▶ _Exercise description_:
Scan the records below for lines with the word "wooden", then state how many you find and nothing else.

[Stored items from a collection]
○ ○ ○ ○ ○

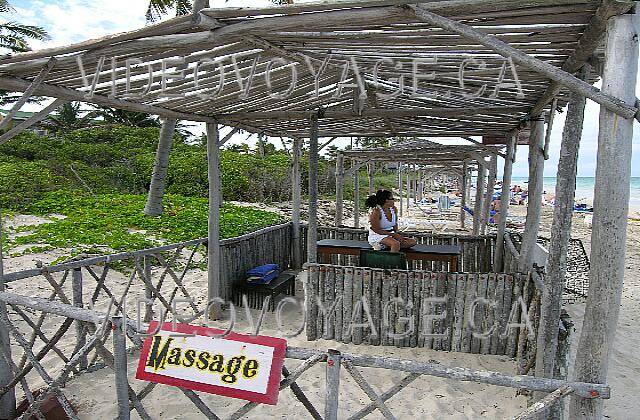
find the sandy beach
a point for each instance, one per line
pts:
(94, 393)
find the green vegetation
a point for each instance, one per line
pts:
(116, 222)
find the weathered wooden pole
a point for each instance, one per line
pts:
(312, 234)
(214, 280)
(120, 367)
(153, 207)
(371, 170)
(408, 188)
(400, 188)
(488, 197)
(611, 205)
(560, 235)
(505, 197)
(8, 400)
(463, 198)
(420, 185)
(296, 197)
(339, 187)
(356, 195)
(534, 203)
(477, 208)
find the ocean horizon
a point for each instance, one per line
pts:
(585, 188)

○ ○ ○ ○ ○

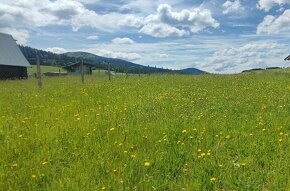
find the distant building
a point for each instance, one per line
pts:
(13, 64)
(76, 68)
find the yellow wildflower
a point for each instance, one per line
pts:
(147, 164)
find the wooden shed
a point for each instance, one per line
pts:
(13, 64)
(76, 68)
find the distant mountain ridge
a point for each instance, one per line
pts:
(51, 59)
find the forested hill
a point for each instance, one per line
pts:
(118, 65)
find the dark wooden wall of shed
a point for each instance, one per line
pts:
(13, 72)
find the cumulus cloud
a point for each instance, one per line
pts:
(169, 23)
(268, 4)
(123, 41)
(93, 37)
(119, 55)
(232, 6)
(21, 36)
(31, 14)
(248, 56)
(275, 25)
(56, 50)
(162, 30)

○ ○ ○ ○ ○

▶ _Result for this exercise_:
3